- [Stated exercise a]:
Format the records as a Markdown table with the columns Row and Line, starting at their first line and ending after the line that contains "top-left (213, 253), bottom-right (220, 262)". Number each row, skip blank lines, and leave the pictures out.

Transition-metal-catalyzed enantioselective cross-coupling reactions between Csp2–X compounds (X = halogen) and enolizable carbonyl compounds are commonly used transformations for asymmetric construction Csp2–Csp3 bonds1,2,3,4,5,6,7. Many successful examples of this method have been reported, including pioneering work by the research groups of Ma1, Hartwig2, and Buchwald3,6, who used chiral-ligand-bearing transition metals such as Cu and Pd to achieve enantiocontrol (Fig. 1a). These reactions initiated with oxidative addition of Csp2–X bond to the Pd(0) or Cu(I), followed by ligand exchange and reductive elimination to form the Csp2–Csp3 bond. Halogenated compounds with Csp2–I, Csp2–Br, and even Csp2–Cl bonds are suitable reaction substrates. However, because Csp2–F bonds have high energies (120–129 kcal/mol for olefinic C–F bonds), fluorinated compounds have rarely been used as coupling partners8,9,10,11,12,13,14,15.

Fig. 1: Transition-metal-catalyzed asymmetric Csp2–Csp3 cross-coupling reactions.

Records of labeled boxes:
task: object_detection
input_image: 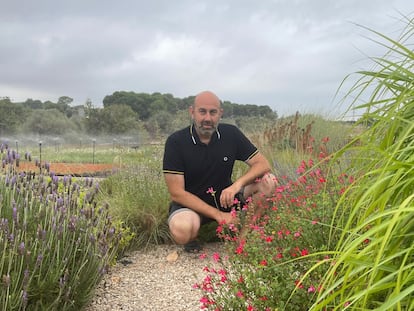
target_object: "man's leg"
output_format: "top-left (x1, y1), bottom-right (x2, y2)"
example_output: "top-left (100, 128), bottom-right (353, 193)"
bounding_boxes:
top-left (168, 207), bottom-right (201, 244)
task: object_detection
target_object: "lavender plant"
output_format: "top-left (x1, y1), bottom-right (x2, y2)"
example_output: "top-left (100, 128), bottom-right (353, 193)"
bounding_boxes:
top-left (0, 145), bottom-right (121, 311)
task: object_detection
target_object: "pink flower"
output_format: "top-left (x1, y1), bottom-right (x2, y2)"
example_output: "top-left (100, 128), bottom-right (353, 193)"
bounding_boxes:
top-left (213, 253), bottom-right (220, 262)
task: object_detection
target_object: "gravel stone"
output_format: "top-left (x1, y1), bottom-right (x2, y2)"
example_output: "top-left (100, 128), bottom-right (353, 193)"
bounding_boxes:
top-left (85, 242), bottom-right (224, 311)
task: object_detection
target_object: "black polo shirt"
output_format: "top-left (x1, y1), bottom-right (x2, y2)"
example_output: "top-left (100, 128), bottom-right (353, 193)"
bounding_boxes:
top-left (163, 124), bottom-right (258, 211)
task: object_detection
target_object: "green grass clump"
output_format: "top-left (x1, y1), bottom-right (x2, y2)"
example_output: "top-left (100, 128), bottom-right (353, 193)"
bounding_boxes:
top-left (311, 15), bottom-right (414, 310)
top-left (100, 146), bottom-right (171, 248)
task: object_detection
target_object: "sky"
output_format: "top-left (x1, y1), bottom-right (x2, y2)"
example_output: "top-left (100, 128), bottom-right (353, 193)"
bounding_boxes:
top-left (0, 0), bottom-right (414, 117)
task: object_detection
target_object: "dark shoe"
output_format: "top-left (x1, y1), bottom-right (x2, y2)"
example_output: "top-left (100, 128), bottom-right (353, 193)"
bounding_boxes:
top-left (184, 240), bottom-right (203, 254)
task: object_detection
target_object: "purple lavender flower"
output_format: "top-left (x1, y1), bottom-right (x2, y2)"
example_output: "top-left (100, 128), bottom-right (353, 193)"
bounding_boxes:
top-left (18, 242), bottom-right (25, 255)
top-left (36, 254), bottom-right (43, 267)
top-left (2, 274), bottom-right (10, 287)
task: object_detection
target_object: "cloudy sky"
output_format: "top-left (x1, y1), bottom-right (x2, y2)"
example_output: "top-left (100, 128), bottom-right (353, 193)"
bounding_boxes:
top-left (0, 0), bottom-right (414, 116)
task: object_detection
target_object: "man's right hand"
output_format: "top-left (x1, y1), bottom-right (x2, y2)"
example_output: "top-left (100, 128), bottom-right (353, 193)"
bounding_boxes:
top-left (216, 211), bottom-right (239, 224)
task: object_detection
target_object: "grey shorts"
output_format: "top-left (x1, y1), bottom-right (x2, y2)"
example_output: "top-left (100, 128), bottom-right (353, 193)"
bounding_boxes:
top-left (168, 187), bottom-right (246, 225)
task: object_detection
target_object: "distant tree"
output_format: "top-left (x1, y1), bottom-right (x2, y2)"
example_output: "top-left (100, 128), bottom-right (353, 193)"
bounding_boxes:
top-left (24, 109), bottom-right (76, 135)
top-left (0, 97), bottom-right (26, 134)
top-left (101, 105), bottom-right (139, 134)
top-left (23, 98), bottom-right (44, 109)
top-left (56, 96), bottom-right (73, 118)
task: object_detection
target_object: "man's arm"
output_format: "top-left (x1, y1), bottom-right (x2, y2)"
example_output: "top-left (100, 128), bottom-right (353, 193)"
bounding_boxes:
top-left (164, 173), bottom-right (235, 223)
top-left (220, 152), bottom-right (271, 207)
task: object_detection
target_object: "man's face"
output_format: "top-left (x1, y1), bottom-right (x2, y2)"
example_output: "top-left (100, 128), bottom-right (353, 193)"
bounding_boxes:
top-left (190, 96), bottom-right (223, 137)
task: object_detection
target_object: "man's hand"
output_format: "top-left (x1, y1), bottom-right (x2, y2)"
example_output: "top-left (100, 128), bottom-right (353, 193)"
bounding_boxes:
top-left (216, 211), bottom-right (239, 224)
top-left (220, 183), bottom-right (241, 208)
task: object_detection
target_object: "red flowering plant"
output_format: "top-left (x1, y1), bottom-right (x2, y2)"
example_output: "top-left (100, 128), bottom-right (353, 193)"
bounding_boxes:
top-left (195, 140), bottom-right (352, 311)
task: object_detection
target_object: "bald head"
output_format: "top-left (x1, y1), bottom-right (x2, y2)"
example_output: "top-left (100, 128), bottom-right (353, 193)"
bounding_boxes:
top-left (189, 91), bottom-right (223, 143)
top-left (194, 91), bottom-right (221, 107)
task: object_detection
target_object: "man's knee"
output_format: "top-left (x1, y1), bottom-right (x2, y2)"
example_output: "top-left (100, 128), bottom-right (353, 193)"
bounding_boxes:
top-left (168, 211), bottom-right (200, 244)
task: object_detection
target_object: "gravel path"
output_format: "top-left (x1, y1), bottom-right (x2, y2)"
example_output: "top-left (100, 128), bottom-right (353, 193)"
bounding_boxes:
top-left (86, 243), bottom-right (224, 311)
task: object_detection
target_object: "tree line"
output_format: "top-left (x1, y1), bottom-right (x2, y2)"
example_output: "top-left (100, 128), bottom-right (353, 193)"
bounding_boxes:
top-left (0, 91), bottom-right (277, 135)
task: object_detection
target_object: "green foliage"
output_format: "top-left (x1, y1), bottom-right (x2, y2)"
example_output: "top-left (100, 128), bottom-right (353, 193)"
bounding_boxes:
top-left (0, 147), bottom-right (122, 311)
top-left (196, 152), bottom-right (349, 311)
top-left (100, 147), bottom-right (170, 248)
top-left (312, 14), bottom-right (414, 310)
top-left (0, 98), bottom-right (26, 134)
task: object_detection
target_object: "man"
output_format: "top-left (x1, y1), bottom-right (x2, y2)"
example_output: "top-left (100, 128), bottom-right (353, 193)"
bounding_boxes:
top-left (163, 91), bottom-right (276, 251)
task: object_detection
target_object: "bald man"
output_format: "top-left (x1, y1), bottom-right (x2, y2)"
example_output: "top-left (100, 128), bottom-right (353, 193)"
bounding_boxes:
top-left (163, 91), bottom-right (276, 252)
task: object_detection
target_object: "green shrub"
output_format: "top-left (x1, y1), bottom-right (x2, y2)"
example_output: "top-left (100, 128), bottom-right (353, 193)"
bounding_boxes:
top-left (0, 147), bottom-right (121, 311)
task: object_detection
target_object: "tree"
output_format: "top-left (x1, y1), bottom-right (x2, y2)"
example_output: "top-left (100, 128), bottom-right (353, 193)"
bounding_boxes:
top-left (0, 97), bottom-right (26, 134)
top-left (24, 109), bottom-right (76, 135)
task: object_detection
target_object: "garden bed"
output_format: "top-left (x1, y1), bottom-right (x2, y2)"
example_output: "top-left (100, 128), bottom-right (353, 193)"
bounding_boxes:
top-left (18, 162), bottom-right (119, 177)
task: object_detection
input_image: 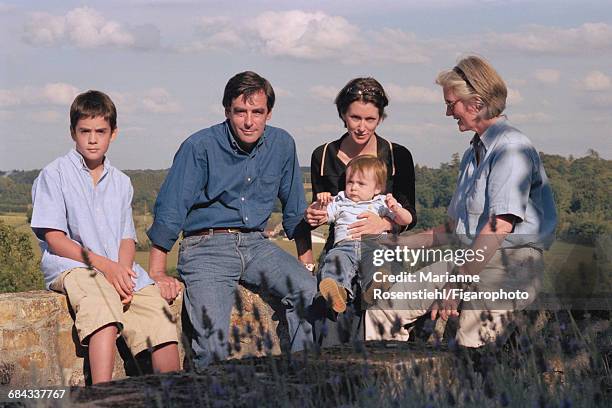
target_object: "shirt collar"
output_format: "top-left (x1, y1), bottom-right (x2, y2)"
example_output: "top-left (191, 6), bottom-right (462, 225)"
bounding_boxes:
top-left (478, 116), bottom-right (508, 150)
top-left (68, 148), bottom-right (110, 176)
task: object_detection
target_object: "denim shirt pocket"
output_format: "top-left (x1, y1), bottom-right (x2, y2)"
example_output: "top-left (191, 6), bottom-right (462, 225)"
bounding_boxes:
top-left (465, 177), bottom-right (486, 235)
top-left (254, 174), bottom-right (281, 211)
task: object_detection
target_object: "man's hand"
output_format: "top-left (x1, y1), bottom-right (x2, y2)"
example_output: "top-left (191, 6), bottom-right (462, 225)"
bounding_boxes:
top-left (348, 211), bottom-right (392, 239)
top-left (317, 191), bottom-right (332, 207)
top-left (151, 274), bottom-right (181, 303)
top-left (304, 201), bottom-right (327, 227)
top-left (98, 260), bottom-right (138, 304)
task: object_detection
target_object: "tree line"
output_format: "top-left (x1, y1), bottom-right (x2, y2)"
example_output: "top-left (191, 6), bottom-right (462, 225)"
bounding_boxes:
top-left (0, 150), bottom-right (612, 243)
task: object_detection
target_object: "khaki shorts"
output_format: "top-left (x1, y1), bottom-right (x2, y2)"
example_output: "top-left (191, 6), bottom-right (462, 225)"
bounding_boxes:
top-left (365, 248), bottom-right (544, 347)
top-left (51, 268), bottom-right (178, 355)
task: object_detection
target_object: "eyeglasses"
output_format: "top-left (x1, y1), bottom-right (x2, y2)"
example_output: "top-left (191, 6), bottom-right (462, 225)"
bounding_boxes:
top-left (444, 99), bottom-right (461, 112)
top-left (346, 86), bottom-right (385, 96)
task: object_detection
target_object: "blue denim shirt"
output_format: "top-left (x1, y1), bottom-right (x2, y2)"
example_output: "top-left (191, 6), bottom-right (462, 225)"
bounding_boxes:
top-left (448, 118), bottom-right (557, 249)
top-left (147, 121), bottom-right (306, 250)
top-left (30, 149), bottom-right (153, 290)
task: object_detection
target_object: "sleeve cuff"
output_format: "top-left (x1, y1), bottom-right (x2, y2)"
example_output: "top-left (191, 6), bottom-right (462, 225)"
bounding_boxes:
top-left (489, 204), bottom-right (525, 222)
top-left (283, 215), bottom-right (310, 239)
top-left (147, 222), bottom-right (178, 251)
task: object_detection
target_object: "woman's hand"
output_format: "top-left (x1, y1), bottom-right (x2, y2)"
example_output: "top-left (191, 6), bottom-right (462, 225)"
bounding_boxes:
top-left (304, 201), bottom-right (327, 227)
top-left (348, 211), bottom-right (393, 239)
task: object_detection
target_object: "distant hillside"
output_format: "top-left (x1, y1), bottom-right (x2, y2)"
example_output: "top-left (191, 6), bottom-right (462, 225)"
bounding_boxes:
top-left (0, 151), bottom-right (612, 241)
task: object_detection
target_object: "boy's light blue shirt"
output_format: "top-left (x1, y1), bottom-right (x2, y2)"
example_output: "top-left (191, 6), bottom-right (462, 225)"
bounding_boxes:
top-left (31, 149), bottom-right (153, 290)
top-left (327, 191), bottom-right (400, 245)
top-left (448, 118), bottom-right (557, 249)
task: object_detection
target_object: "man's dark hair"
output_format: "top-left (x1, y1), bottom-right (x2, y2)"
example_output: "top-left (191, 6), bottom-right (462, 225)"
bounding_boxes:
top-left (223, 71), bottom-right (275, 112)
top-left (334, 78), bottom-right (389, 126)
top-left (70, 90), bottom-right (117, 131)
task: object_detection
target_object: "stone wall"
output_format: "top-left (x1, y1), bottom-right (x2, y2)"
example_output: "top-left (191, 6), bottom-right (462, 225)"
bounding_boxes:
top-left (0, 287), bottom-right (287, 387)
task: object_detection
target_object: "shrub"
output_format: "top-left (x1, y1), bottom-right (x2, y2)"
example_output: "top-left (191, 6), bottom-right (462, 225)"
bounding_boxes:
top-left (0, 221), bottom-right (44, 293)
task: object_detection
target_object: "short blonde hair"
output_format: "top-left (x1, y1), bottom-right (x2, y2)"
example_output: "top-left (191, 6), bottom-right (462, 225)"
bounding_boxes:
top-left (346, 154), bottom-right (387, 192)
top-left (436, 55), bottom-right (508, 119)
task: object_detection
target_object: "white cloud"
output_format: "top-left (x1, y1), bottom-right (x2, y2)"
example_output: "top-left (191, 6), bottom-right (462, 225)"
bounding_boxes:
top-left (0, 2), bottom-right (17, 14)
top-left (299, 122), bottom-right (342, 135)
top-left (0, 110), bottom-right (15, 121)
top-left (483, 23), bottom-right (612, 55)
top-left (508, 112), bottom-right (553, 125)
top-left (507, 88), bottom-right (523, 105)
top-left (309, 85), bottom-right (338, 102)
top-left (360, 28), bottom-right (432, 64)
top-left (42, 83), bottom-right (79, 106)
top-left (142, 88), bottom-right (181, 113)
top-left (176, 10), bottom-right (432, 64)
top-left (208, 102), bottom-right (225, 116)
top-left (383, 122), bottom-right (452, 139)
top-left (0, 89), bottom-right (21, 106)
top-left (23, 13), bottom-right (66, 46)
top-left (23, 7), bottom-right (160, 48)
top-left (253, 10), bottom-right (359, 59)
top-left (0, 82), bottom-right (79, 107)
top-left (579, 71), bottom-right (612, 91)
top-left (533, 68), bottom-right (561, 84)
top-left (274, 86), bottom-right (293, 99)
top-left (386, 83), bottom-right (444, 104)
top-left (29, 110), bottom-right (68, 123)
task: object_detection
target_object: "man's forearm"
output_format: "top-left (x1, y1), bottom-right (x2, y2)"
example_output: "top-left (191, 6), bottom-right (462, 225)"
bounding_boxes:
top-left (149, 245), bottom-right (168, 280)
top-left (119, 238), bottom-right (136, 269)
top-left (294, 221), bottom-right (314, 264)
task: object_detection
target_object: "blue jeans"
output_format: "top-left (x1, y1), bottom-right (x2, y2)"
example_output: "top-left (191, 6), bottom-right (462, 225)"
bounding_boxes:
top-left (177, 232), bottom-right (317, 368)
top-left (321, 240), bottom-right (376, 297)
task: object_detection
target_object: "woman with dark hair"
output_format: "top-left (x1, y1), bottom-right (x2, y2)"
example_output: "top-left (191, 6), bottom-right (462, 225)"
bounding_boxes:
top-left (304, 78), bottom-right (416, 344)
top-left (305, 78), bottom-right (416, 245)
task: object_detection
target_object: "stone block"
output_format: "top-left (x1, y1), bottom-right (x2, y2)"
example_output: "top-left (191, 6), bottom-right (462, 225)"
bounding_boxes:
top-left (0, 286), bottom-right (288, 386)
top-left (2, 327), bottom-right (41, 352)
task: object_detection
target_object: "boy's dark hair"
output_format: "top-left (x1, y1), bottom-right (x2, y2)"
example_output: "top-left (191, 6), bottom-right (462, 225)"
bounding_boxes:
top-left (70, 90), bottom-right (117, 131)
top-left (223, 71), bottom-right (275, 112)
top-left (334, 77), bottom-right (389, 126)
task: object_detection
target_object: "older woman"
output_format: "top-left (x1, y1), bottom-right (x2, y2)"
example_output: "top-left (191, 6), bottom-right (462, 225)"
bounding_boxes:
top-left (366, 56), bottom-right (556, 347)
top-left (305, 78), bottom-right (416, 345)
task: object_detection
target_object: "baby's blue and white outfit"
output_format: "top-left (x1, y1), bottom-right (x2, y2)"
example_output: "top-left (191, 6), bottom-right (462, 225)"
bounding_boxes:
top-left (321, 191), bottom-right (400, 297)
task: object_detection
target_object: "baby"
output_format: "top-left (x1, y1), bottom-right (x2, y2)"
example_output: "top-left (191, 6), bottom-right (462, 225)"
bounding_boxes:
top-left (317, 155), bottom-right (412, 313)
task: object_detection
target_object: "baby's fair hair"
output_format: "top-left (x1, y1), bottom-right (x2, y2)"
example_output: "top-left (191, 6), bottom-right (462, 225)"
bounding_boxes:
top-left (70, 90), bottom-right (117, 131)
top-left (346, 154), bottom-right (387, 192)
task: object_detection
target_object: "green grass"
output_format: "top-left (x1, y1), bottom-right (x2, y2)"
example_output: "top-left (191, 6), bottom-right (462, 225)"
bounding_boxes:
top-left (0, 213), bottom-right (323, 273)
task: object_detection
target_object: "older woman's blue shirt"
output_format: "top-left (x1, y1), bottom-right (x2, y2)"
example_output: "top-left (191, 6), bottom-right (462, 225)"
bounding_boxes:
top-left (448, 118), bottom-right (557, 249)
top-left (31, 149), bottom-right (153, 290)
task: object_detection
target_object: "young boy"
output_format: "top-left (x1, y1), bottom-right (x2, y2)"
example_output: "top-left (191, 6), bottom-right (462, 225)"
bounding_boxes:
top-left (317, 155), bottom-right (412, 313)
top-left (31, 91), bottom-right (180, 384)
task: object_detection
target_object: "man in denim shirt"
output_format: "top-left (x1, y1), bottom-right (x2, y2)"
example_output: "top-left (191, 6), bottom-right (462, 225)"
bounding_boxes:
top-left (148, 71), bottom-right (316, 368)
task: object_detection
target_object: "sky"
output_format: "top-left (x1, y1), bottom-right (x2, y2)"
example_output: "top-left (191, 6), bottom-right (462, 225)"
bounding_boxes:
top-left (0, 0), bottom-right (612, 170)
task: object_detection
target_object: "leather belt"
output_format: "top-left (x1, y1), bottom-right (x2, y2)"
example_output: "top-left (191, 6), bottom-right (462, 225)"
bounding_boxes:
top-left (185, 228), bottom-right (259, 237)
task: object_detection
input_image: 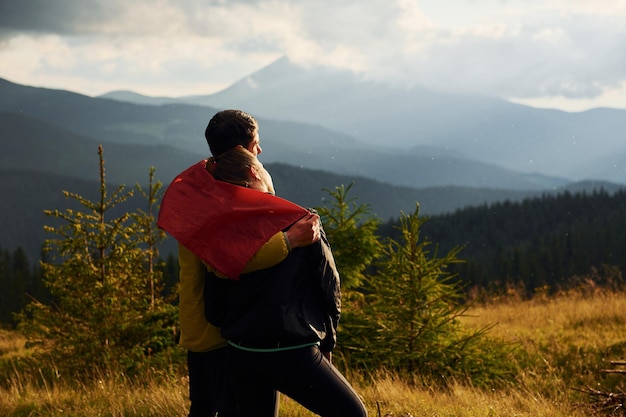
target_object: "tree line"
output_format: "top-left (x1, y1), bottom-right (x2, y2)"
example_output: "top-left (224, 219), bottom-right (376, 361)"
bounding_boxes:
top-left (381, 189), bottom-right (626, 297)
top-left (0, 190), bottom-right (626, 327)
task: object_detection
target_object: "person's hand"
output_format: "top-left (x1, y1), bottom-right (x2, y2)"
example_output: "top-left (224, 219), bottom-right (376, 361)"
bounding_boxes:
top-left (285, 213), bottom-right (320, 249)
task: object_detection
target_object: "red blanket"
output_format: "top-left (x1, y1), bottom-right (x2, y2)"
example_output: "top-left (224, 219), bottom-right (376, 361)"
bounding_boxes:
top-left (157, 160), bottom-right (307, 279)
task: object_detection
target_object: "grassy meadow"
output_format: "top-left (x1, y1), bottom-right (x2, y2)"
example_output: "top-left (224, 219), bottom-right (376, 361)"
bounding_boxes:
top-left (0, 288), bottom-right (626, 417)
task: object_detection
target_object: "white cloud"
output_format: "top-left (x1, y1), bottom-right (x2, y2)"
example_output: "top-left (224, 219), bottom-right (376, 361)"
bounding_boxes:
top-left (0, 0), bottom-right (626, 107)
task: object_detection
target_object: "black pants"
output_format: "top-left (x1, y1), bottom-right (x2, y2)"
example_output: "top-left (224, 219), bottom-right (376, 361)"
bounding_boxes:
top-left (187, 348), bottom-right (236, 417)
top-left (228, 346), bottom-right (367, 417)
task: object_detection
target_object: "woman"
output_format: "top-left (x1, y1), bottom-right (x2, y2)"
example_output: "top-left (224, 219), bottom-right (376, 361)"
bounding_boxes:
top-left (205, 147), bottom-right (367, 417)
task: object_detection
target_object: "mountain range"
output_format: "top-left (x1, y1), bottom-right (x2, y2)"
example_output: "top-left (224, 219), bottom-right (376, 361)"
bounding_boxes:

- [Stated exercise b]:
Resume the passage on transition-metal-catalyzed enantioselective cross-coupling reactions after its last sentence.

- [Task result a]:
| Row | Line |
|---|---|
| 1 | task: object_detection |
| 2 | input_image:  |
| 3 | target_object: "man's leg" |
| 4 | output_format: "top-left (x1, y1), bottom-right (x2, y2)" |
| 5 | example_output: "top-left (100, 128), bottom-right (353, 193)" |
| 6 | bounding_boxes: |
| 7 | top-left (168, 207), bottom-right (201, 244) |
| 8 | task: object_detection |
| 9 | target_object: "lavender plant" |
| 10 | output_format: "top-left (x1, y1), bottom-right (x2, y2)" |
| 11 | example_output: "top-left (100, 128), bottom-right (353, 193)" |
| 12 | bounding_boxes: |
| 13 | top-left (0, 145), bottom-right (121, 311) |
| 14 | task: object_detection |
| 15 | target_object: "pink flower" |
| 16 | output_format: "top-left (x1, y1), bottom-right (x2, y2)" |
| 17 | example_output: "top-left (100, 128), bottom-right (353, 193)" |
| 18 | bounding_boxes: |
| 19 | top-left (213, 253), bottom-right (220, 262) |

- [Task result b]:
figure 1

a Enantioselective Csp2–Csp3 cross-coupling of Csp2–I (Br, Cl) Bonds. b C–F bond Activation by Nu-M Insertion/β-fluorine elimination. c This work: C–F bond activation by Pd-H insertion/allylic defluorination for Csp2–Csp3 cross-coupling.

Recently, C–F activation has been an important research topic in synthetic organic chemistry16,17,18,19,20. One of the most successful strategies in this area is using transition-metal-mediated or -catalyzed metal-Nu insertion/β–F elimination process21. Trifluoro-, difluoroalkenes have been intensively investigated for this purpose during the past few years22,23,24,25,26,27,28,29,30; however, monofluoroalkenes are rarely explored class of compounds for similar C–F activation reactions (Fig. 1b). Moreover, despite those achievements in defluorinative carbon–carbon and carbon–heteroatom bond formation, enantioselective variants have seldom been realized. We envisioned that if an ingenious insertion/β–F elimination mechanism was designed together with a suitable chiral induction strategy, the aforementioned challenged defluorinative Csp2–Csp3 coupling might be achieved.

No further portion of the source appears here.